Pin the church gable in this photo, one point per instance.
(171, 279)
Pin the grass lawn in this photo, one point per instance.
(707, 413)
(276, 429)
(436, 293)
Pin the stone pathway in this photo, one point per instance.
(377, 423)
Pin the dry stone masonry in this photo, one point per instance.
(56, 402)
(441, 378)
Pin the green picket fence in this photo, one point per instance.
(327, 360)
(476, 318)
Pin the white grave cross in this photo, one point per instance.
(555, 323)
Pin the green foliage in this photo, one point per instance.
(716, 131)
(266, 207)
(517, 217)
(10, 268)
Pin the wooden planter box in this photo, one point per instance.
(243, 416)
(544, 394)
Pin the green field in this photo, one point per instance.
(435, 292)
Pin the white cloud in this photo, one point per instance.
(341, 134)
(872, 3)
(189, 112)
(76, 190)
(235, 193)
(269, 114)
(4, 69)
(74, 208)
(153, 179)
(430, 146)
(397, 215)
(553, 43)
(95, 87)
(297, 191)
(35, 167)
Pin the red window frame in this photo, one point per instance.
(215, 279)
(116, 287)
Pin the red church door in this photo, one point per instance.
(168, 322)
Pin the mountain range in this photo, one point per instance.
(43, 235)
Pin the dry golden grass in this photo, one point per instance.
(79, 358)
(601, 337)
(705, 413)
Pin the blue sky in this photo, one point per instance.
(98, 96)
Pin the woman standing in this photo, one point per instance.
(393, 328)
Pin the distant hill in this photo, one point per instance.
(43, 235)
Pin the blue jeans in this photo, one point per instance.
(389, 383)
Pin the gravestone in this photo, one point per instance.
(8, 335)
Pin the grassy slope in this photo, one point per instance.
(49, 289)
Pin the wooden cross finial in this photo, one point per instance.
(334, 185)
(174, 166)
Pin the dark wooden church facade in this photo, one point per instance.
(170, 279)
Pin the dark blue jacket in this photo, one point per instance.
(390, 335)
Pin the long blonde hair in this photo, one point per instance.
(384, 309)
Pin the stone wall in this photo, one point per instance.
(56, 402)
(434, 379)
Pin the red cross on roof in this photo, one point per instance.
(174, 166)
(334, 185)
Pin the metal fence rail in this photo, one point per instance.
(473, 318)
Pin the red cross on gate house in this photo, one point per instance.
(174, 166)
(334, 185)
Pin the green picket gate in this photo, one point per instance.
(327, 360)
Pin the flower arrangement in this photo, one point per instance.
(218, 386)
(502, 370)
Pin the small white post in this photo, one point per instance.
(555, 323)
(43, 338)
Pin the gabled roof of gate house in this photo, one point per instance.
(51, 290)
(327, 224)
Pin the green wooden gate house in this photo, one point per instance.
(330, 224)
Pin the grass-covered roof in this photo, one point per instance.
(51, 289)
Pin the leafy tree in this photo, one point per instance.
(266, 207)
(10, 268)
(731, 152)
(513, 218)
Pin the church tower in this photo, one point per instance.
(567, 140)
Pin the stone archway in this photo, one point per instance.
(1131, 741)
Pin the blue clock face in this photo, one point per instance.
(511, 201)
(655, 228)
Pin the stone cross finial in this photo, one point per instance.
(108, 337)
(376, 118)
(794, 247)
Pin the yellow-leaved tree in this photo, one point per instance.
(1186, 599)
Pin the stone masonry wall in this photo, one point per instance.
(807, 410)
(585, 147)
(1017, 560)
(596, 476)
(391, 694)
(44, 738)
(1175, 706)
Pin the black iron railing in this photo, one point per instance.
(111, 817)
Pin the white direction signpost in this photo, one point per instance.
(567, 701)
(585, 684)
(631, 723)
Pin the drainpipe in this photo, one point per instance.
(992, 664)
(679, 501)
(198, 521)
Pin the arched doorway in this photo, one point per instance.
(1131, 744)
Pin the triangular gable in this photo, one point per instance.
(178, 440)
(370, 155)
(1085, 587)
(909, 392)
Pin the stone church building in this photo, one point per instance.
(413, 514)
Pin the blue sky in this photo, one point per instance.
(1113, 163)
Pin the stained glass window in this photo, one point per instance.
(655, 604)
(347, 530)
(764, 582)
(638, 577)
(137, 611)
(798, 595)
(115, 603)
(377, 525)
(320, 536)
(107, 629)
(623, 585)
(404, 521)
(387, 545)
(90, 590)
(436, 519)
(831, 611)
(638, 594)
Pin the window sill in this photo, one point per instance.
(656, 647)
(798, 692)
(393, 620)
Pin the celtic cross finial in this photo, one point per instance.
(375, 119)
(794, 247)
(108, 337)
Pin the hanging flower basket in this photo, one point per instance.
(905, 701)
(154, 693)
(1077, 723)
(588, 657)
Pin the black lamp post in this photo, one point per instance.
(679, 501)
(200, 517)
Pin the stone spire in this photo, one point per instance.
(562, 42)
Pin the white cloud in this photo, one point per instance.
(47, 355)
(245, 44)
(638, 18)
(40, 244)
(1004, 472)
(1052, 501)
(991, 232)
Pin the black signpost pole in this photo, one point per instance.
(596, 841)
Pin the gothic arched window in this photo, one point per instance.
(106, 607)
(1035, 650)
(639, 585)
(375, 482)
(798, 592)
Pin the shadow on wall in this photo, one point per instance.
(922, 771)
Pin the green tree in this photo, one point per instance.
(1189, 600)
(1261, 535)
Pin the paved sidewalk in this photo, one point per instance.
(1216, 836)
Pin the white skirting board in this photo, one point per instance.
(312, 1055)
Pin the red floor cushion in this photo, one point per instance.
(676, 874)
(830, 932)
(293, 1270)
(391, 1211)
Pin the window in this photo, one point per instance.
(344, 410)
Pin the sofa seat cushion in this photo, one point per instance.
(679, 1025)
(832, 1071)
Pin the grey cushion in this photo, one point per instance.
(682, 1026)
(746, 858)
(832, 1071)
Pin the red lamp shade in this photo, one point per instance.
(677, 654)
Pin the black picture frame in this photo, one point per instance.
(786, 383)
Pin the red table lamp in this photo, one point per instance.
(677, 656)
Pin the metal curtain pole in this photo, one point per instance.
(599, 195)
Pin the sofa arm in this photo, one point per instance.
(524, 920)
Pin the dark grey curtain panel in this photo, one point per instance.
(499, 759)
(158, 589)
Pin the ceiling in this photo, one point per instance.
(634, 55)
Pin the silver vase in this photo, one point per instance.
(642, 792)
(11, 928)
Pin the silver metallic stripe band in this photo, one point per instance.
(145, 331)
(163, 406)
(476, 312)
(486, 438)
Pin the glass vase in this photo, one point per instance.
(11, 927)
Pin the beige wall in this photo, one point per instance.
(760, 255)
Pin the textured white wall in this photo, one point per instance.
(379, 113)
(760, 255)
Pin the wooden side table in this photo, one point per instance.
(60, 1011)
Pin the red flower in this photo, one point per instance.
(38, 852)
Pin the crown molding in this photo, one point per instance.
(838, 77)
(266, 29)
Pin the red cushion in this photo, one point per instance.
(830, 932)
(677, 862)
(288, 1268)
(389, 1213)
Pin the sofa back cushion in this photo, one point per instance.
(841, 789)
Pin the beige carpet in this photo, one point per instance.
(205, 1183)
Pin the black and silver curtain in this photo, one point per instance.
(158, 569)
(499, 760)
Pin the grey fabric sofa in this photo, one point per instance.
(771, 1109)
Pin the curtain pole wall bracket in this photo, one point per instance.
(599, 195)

### Qué hay que hacer
Mete todas las filas de arriba en una lista JSON de cadenas, con una cadena por línea y sin las líneas en blanco.

### La respuesta
[
  "Pin the church gable in this photo, one point per instance.",
  "(171, 279)",
  "Pin the grass lawn in this photo, one point per instance.",
  "(707, 413)",
  "(276, 429)",
  "(436, 293)",
  "Pin the stone pathway in this photo, one point per instance.",
  "(377, 423)",
  "Pin the dry stone masonry in this photo, one point per instance.",
  "(56, 402)",
  "(441, 378)",
  "Pin the green picket fence in this photo, one point per instance.",
  "(327, 360)",
  "(476, 318)",
  "Pin the white grave cross in this photo, one point per instance.",
  "(555, 323)",
  "Pin the green foliage in this photo, one point per instance.",
  "(716, 131)",
  "(266, 207)",
  "(517, 217)",
  "(10, 268)",
  "Pin the wooden planter box in this photo, one point per instance.",
  "(243, 416)",
  "(544, 394)",
  "Pin the green field in this photo, one point per instance.",
  "(435, 292)",
  "Pin the white cloud in this photo, one point per instance.",
  "(341, 134)",
  "(872, 3)",
  "(189, 112)",
  "(76, 190)",
  "(235, 193)",
  "(269, 114)",
  "(4, 69)",
  "(74, 208)",
  "(153, 179)",
  "(430, 146)",
  "(397, 215)",
  "(553, 43)",
  "(95, 87)",
  "(297, 191)",
  "(35, 167)",
  "Pin the red window frame in this photo, one point per instance.",
  "(215, 279)",
  "(116, 287)",
  "Pin the red church door in this photo, one point per instance.",
  "(168, 322)",
  "Pin the mountain range in this photo, one point per instance.",
  "(43, 235)",
  "Pin the dry golden grass in this photo, one point per instance.",
  "(79, 358)",
  "(601, 337)",
  "(705, 413)",
  "Pin the blue sky in this photo, one point per instance.",
  "(98, 96)",
  "Pin the woman standing in this photo, one point per instance.",
  "(393, 328)",
  "Pin the distant hill in this photo, one point per instance.",
  "(43, 235)",
  "Pin the blue jeans in this photo, one point per instance.",
  "(389, 383)",
  "Pin the gravestone in this photo, one point per instance.",
  "(8, 335)",
  "Pin the grassy slope in this photo, one point per instance.",
  "(49, 289)",
  "Pin the wooden cross finial in this photo, one point per instance.",
  "(334, 185)",
  "(174, 166)",
  "Pin the dark wooden church facade in this photo, one point per instance.",
  "(170, 279)",
  "Pin the dark blue jacket in this photo, one point per instance.",
  "(390, 335)",
  "Pin the long blonde hair in this photo, one point per instance.",
  "(384, 309)",
  "Pin the stone wall in this photo, one point per instance.",
  "(56, 402)",
  "(434, 379)",
  "Pin the red cross on roof in this photo, one point per instance.",
  "(174, 166)",
  "(334, 185)",
  "Pin the metal fence rail in this photo, one point per instance.",
  "(473, 318)",
  "Pin the red cross on gate house in this photo, one point per instance.",
  "(174, 166)",
  "(334, 185)",
  "Pin the green picket gate in this photo, one point per instance.",
  "(327, 360)",
  "Pin the flower arrangement in this photo, one point per instance.",
  "(218, 386)",
  "(502, 370)",
  "Pin the small white post in this photo, one point per instance.",
  "(555, 323)",
  "(43, 338)",
  "Pin the gabled roof of gate house in this photo, one point per instance.",
  "(51, 290)",
  "(327, 224)",
  "Pin the green wooden gate house in this photo, one point per instance.",
  "(330, 224)",
  "Pin the grass-covered roof in this photo, one point per instance.",
  "(51, 289)",
  "Pin the leafy tree in this photo, one point per instance.",
  "(266, 207)",
  "(10, 268)",
  "(731, 152)",
  "(513, 218)",
  "Pin the church tower in this photo, one point per instance.",
  "(567, 140)",
  "Pin the stone archway in this photo, one point per instance.",
  "(1131, 741)",
  "Pin the blue clock face in this photo, one point per instance.",
  "(511, 201)",
  "(655, 228)",
  "Pin the stone cross finial in this photo, one point per instance.",
  "(108, 337)",
  "(376, 118)",
  "(794, 247)",
  "Pin the yellow-leaved tree in this photo, one point per instance.",
  "(1186, 599)",
  "Pin the stone masonry wall in this photo, one point per instance.",
  "(807, 410)",
  "(585, 147)",
  "(1017, 560)",
  "(596, 476)",
  "(391, 694)",
  "(44, 738)",
  "(1175, 706)",
  "Pin the black iron railing in this photo, one point per instance.",
  "(111, 817)",
  "Pin the white direction signpost in this photo, one point per instance.",
  "(567, 701)",
  "(585, 684)",
  "(631, 723)",
  "Pin the drainpipe in this photo, one point per instance.",
  "(992, 664)",
  "(679, 501)",
  "(198, 521)",
  "Pin the arched doorway in this photo, one point per instance.",
  "(1131, 744)",
  "Pin the triangular gable in this photo, one point per instance.",
  "(178, 440)",
  "(370, 155)",
  "(1085, 587)",
  "(909, 392)",
  "Pin the stone church building in this photo, one point per instance.",
  "(413, 514)",
  "Pin the blue sky in this photo, one point per instance.",
  "(1113, 163)",
  "Pin the stained glass window in this photo, one point per instance.",
  "(655, 604)",
  "(347, 530)",
  "(764, 582)",
  "(638, 577)",
  "(137, 611)",
  "(798, 595)",
  "(115, 603)",
  "(377, 525)",
  "(320, 536)",
  "(107, 629)",
  "(623, 585)",
  "(404, 521)",
  "(387, 545)",
  "(90, 590)",
  "(436, 519)",
  "(831, 611)",
  "(638, 594)",
  "Pin the window sill in this photo, one point per instance.",
  "(656, 647)",
  "(798, 692)",
  "(393, 620)",
  "Pin the celtic cross finial in this photo, one point per instance.",
  "(375, 119)",
  "(794, 247)",
  "(108, 337)",
  "Pin the hanging flower basket in this photo, one point per instance.",
  "(905, 701)",
  "(154, 693)",
  "(1077, 723)",
  "(588, 657)",
  "Pin the black lamp post in this photo, one point per instance.",
  "(679, 501)",
  "(200, 517)",
  "Pin the stone spire in this photo, one point per instance.",
  "(562, 42)",
  "Pin the white cloud in this photo, one point per instance.",
  "(47, 355)",
  "(245, 44)",
  "(638, 18)",
  "(40, 244)",
  "(1004, 472)",
  "(1052, 501)",
  "(991, 232)",
  "Pin the black signpost pole in this photo, one point per instance.",
  "(596, 841)",
  "Pin the gothic arched window in this photo, one point per instance.",
  "(106, 607)",
  "(1035, 650)",
  "(639, 585)",
  "(375, 482)",
  "(798, 592)",
  "Pin the shadow on wall in this photo, one point per instance.",
  "(922, 771)",
  "Pin the green tree in this photo, one point per instance.",
  "(1189, 600)",
  "(1261, 535)",
  "Pin the paved sidewalk in this photo, one point per instance.",
  "(1216, 836)",
  "Pin the white skirting board in this photo, one point per instance.",
  "(312, 1055)",
  "Pin the red floor cushion in this photo, one point per instance.",
  "(676, 874)",
  "(830, 932)",
  "(293, 1270)",
  "(391, 1211)",
  "Pin the window in this photo, one point per instance.",
  "(344, 410)",
  "Pin the sofa seat cushion in this photo, one point per instance.",
  "(679, 1025)",
  "(832, 1071)",
  "Pin the grey cushion in this photo, one point per instance.",
  "(682, 1026)",
  "(746, 858)",
  "(832, 1071)",
  "Pin the red lamp shade in this photo, one point per instance.",
  "(677, 654)",
  "Pin the black picture frame in this photo, one point per instance.",
  "(786, 383)",
  "Pin the red table lamp in this photo, one point per instance.",
  "(677, 656)",
  "Pin the metal curtain pole in this photo, one point per instance.",
  "(599, 195)",
  "Pin the sofa arm in this photo, one point per instance.",
  "(524, 920)",
  "Pin the dark grey curtain panel in this photo, one point per instance.",
  "(499, 759)",
  "(158, 589)",
  "Pin the ceiling in this photo, one point per instance.",
  "(634, 55)",
  "Pin the silver vase in this photo, one point per instance.",
  "(642, 792)",
  "(11, 928)",
  "Pin the silver metallic stripe band in this photo, one point per instance.",
  "(145, 331)",
  "(163, 406)",
  "(476, 312)",
  "(486, 438)",
  "Pin the glass vase in this photo, one point per instance.",
  "(11, 927)",
  "Pin the beige wall in this photo, one point per instance.",
  "(760, 255)",
  "Pin the textured white wall in this photo, one point per instance.",
  "(379, 113)",
  "(760, 255)",
  "Pin the wooden side table in this photo, one point per instance.",
  "(60, 1011)",
  "Pin the red flower in this photo, one point per instance.",
  "(38, 852)",
  "Pin the crown molding in this photo, one point per instance.",
  "(838, 77)",
  "(266, 29)",
  "Pin the red cushion in this photo, one point per instance.",
  "(830, 932)",
  "(677, 862)",
  "(288, 1268)",
  "(389, 1213)",
  "Pin the sofa back cushion in this photo, one point per instance.",
  "(841, 789)",
  "Pin the beige carpet in this photo, one point per instance.",
  "(205, 1183)",
  "Pin the black and silver curtain in this photo, one point per instance.",
  "(158, 569)",
  "(499, 760)",
  "Pin the grey fabric sofa in this photo, one point per instance.",
  "(771, 1109)",
  "Pin the curtain pole wall bracket in this photo, one point per instance.",
  "(599, 195)"
]